[Natural-language object grounding data]
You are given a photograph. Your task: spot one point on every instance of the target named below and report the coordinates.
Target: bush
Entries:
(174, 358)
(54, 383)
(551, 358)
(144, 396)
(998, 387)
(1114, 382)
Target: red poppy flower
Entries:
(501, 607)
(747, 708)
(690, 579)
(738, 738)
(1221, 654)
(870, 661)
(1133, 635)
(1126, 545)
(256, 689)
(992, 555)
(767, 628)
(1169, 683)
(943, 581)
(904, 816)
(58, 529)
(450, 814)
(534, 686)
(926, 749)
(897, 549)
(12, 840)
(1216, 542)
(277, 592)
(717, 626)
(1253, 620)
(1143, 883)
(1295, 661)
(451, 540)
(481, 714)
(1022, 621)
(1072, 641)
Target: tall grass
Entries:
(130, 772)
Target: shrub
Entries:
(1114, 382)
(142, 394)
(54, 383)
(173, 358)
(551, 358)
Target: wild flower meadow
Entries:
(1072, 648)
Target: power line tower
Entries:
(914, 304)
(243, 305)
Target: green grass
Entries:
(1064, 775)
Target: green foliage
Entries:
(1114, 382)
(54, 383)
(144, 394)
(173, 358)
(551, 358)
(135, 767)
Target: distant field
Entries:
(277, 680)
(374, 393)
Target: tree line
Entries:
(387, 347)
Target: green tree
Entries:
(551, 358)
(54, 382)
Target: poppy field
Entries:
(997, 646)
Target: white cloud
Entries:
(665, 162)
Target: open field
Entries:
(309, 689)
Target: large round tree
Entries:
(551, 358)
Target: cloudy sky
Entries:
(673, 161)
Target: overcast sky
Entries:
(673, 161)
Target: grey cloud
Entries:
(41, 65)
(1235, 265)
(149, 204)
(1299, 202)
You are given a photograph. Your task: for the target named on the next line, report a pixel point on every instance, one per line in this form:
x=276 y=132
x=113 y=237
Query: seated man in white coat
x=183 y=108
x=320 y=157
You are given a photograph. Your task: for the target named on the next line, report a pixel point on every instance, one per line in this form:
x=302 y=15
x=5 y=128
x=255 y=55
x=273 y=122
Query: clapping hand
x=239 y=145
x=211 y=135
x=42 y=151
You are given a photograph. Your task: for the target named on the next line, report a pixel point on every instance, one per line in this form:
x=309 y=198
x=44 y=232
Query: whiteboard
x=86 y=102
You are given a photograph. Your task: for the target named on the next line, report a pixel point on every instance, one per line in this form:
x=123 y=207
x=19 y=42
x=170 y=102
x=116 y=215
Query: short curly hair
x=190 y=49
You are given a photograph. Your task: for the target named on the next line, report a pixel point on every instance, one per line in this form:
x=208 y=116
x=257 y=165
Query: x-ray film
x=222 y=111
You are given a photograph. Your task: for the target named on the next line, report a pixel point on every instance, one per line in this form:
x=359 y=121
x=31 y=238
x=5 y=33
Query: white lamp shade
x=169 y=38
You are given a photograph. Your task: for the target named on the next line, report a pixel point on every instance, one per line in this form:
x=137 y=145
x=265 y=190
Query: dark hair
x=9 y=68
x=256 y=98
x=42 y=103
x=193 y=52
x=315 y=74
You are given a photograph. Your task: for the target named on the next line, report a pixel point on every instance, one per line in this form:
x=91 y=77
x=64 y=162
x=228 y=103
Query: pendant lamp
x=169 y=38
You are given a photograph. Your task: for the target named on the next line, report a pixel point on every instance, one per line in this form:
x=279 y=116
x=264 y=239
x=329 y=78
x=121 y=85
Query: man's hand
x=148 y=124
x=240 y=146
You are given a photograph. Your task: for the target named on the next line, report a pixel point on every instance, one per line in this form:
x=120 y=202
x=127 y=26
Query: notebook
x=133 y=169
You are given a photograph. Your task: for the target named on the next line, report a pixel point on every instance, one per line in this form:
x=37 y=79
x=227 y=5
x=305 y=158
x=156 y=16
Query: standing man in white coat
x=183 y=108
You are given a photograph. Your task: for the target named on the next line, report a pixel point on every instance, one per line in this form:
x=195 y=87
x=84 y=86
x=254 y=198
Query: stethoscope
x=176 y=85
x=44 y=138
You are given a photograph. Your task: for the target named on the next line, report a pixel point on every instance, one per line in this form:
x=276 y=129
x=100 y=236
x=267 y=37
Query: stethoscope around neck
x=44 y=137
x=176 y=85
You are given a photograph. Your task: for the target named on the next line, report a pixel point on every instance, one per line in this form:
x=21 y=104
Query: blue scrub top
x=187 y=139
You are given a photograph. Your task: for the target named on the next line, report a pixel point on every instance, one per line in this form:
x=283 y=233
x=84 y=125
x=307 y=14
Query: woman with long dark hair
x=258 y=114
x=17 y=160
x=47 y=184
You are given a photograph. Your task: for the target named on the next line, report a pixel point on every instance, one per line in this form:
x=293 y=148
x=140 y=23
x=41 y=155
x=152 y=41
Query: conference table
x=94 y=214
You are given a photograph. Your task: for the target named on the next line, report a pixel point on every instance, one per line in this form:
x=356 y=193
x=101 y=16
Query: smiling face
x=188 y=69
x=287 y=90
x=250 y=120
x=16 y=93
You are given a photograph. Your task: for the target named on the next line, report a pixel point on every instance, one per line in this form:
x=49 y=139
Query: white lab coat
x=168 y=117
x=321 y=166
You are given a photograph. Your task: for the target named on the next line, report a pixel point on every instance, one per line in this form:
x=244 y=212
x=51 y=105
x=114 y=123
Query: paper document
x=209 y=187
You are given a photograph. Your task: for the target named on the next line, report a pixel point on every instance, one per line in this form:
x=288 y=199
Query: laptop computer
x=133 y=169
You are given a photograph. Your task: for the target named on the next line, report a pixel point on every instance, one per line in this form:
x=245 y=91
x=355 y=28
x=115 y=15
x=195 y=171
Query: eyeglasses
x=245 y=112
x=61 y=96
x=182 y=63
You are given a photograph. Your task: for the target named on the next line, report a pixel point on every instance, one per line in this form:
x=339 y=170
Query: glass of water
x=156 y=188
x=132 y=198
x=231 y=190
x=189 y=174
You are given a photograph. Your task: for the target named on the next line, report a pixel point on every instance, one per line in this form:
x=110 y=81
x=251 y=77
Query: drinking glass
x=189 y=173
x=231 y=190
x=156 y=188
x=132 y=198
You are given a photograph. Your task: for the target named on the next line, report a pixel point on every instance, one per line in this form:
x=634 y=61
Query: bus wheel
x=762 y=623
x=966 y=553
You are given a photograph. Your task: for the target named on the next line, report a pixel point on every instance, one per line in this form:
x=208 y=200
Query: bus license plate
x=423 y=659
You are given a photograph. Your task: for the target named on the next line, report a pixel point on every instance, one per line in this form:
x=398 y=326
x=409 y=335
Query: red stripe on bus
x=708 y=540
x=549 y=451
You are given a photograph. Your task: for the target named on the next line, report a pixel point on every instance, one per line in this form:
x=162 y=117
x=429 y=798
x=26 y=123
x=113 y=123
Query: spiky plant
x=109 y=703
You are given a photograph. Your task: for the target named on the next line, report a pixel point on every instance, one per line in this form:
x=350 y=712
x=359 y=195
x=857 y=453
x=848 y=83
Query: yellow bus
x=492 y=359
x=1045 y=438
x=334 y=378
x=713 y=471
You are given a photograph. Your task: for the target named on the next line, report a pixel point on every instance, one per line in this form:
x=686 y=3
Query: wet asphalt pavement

What is being asked: Retrieve all lines from the data that contain the string "field".

Reply:
Target: distant field
Target: poppy field
Target: open field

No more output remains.